━━ EXCERPTED TEXT

# So what will you ACTUALLY do on christmas day?



## James (Jul 11, 2004)

Sit at home watch TV.

:blink: 

Internet-ing


----------



## oistrach13 (Jul 14, 2004)

sit at home and read


----------



## James (Jul 11, 2004)

This really is not much of a christmas eh?


----------



## Daniel (Jul 11, 2004)

I will be at home with my family. 

I wish you all a MERRY CHRISTMAS, friends! 

Daniel


----------



## Quaverion (Jul 20, 2004)

Sleep, eat, play violin, and play with all of my new toys.  

Merry XMAS!


----------



## Nox (Jul 22, 2004)

Well let's see...veg this morning...then clean for company...then make Christmas dinner...then visit with company...then clean up after company...then veg...

...oh yeah, might play with the kids toys inbetween if there's time! 

Merry Christmas!!!


----------



## Nox (Jul 22, 2004)

━━━━
━━ DATA RECORDS

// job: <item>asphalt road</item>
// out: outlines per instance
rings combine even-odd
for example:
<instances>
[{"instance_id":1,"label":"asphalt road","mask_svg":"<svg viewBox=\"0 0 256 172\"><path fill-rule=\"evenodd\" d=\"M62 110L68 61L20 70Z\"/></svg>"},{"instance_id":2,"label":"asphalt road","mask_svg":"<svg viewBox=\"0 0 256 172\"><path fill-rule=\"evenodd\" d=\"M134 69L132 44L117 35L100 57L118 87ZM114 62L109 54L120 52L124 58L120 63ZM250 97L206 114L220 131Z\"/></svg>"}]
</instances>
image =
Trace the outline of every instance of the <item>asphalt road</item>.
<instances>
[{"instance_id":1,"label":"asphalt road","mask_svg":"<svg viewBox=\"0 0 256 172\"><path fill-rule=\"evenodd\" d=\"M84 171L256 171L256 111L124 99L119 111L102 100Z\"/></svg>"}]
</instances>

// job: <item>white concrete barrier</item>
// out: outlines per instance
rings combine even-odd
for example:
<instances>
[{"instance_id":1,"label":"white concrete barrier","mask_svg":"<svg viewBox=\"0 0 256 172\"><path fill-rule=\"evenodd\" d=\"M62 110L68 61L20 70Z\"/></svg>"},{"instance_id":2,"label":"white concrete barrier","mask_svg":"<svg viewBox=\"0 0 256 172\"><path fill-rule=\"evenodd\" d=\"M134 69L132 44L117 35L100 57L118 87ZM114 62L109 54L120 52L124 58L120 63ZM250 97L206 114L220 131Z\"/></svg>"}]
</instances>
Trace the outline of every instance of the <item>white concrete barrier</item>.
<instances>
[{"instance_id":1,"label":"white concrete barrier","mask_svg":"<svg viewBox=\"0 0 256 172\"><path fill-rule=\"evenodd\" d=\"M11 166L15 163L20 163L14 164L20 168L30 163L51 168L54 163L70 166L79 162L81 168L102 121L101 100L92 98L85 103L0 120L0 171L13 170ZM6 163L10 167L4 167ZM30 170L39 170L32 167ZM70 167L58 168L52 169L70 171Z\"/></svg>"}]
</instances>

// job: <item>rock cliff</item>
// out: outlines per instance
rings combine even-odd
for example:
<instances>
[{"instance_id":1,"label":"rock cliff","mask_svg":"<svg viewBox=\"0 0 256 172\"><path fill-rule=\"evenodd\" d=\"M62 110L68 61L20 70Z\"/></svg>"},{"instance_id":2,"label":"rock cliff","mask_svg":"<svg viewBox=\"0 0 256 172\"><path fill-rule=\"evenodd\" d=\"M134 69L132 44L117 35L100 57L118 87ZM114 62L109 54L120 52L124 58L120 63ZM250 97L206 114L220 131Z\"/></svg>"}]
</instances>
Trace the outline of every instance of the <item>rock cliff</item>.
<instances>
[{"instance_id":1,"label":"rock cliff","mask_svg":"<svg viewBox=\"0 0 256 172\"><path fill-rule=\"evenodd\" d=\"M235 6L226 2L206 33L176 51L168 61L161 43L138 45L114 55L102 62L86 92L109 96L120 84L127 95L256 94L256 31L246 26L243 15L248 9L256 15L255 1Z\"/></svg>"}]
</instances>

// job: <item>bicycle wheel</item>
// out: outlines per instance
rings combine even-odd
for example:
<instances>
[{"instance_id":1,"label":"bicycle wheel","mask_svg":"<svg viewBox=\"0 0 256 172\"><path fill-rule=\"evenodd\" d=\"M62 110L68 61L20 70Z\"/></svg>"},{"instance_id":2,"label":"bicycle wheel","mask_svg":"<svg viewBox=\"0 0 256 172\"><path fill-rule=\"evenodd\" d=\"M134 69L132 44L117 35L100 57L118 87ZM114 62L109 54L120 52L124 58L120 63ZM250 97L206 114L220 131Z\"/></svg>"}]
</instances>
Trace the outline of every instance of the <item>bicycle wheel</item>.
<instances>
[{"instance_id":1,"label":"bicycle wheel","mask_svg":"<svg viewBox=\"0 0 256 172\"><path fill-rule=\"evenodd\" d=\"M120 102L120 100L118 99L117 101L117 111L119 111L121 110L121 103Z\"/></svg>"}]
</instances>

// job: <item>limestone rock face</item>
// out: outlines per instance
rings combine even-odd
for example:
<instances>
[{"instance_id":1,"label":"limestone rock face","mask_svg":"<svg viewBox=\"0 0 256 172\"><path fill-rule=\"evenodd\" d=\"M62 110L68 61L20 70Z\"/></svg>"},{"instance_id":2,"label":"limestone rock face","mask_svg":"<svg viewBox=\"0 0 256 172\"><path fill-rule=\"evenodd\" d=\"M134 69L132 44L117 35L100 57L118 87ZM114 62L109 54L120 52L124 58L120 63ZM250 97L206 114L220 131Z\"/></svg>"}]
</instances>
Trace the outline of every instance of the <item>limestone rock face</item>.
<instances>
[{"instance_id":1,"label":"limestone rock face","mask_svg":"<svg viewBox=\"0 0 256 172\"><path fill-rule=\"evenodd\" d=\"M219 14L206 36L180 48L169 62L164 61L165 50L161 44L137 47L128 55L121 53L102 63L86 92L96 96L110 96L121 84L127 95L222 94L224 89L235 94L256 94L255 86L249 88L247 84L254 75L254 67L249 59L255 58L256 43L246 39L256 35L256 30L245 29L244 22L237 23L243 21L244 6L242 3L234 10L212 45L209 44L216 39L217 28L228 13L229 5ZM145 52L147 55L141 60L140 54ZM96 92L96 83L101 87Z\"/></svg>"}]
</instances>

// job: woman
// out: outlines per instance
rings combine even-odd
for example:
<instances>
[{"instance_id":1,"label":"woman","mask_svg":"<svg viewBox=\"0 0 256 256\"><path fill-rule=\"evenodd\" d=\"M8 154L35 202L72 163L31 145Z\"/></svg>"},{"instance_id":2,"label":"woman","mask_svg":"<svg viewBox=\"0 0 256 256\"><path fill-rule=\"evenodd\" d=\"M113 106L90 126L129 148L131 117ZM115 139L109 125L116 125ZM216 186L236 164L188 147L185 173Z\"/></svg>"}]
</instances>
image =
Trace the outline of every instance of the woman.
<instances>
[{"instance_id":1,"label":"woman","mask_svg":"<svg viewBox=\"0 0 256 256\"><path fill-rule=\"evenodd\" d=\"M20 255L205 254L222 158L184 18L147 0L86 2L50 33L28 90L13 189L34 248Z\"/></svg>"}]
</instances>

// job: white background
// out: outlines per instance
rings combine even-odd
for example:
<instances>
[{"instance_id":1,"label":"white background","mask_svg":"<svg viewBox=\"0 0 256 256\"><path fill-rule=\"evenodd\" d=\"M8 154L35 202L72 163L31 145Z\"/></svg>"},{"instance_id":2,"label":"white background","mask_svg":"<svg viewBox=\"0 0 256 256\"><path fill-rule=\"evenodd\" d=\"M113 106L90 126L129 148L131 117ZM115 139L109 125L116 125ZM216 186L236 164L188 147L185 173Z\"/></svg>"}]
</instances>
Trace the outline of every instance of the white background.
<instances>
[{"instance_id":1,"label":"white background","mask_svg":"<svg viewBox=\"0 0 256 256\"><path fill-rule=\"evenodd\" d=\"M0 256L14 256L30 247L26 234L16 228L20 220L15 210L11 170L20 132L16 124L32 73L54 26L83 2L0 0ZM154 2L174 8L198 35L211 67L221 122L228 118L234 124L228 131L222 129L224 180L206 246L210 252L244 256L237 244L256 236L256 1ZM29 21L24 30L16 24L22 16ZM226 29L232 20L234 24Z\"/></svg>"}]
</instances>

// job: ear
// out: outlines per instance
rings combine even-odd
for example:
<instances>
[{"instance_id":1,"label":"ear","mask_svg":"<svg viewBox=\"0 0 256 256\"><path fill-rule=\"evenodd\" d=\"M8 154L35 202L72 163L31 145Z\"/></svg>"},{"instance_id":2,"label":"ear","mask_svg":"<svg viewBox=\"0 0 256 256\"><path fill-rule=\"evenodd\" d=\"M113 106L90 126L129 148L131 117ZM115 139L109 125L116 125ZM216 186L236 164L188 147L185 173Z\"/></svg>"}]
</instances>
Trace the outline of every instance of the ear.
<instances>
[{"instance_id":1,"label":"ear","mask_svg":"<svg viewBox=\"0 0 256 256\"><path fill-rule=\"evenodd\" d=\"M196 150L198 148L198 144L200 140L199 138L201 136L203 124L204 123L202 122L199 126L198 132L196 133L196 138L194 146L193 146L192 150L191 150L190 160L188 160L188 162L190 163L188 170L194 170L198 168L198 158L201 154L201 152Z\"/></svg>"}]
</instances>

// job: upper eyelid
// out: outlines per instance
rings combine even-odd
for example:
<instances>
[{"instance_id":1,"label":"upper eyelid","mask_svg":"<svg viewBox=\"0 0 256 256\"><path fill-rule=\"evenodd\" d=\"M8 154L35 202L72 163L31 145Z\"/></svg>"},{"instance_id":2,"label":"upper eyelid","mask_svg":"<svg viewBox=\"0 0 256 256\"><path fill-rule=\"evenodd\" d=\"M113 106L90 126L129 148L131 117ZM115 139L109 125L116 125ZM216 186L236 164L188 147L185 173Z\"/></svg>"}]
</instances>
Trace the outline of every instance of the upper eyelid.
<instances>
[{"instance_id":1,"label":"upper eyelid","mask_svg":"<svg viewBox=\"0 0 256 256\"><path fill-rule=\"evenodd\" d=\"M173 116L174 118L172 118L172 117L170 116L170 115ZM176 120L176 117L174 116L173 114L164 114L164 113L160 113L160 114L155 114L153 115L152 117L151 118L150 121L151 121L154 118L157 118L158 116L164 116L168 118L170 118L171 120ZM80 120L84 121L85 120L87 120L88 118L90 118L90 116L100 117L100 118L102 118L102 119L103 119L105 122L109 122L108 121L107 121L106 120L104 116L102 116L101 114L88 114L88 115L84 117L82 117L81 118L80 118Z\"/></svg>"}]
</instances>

━━━━

Name each distinct user who posts in the Christmas day thread, listing each name only once. You won't need the items for this.

RESULT OF THIS EXERCISE
James
oistrach13
Daniel
Quaverion
Nox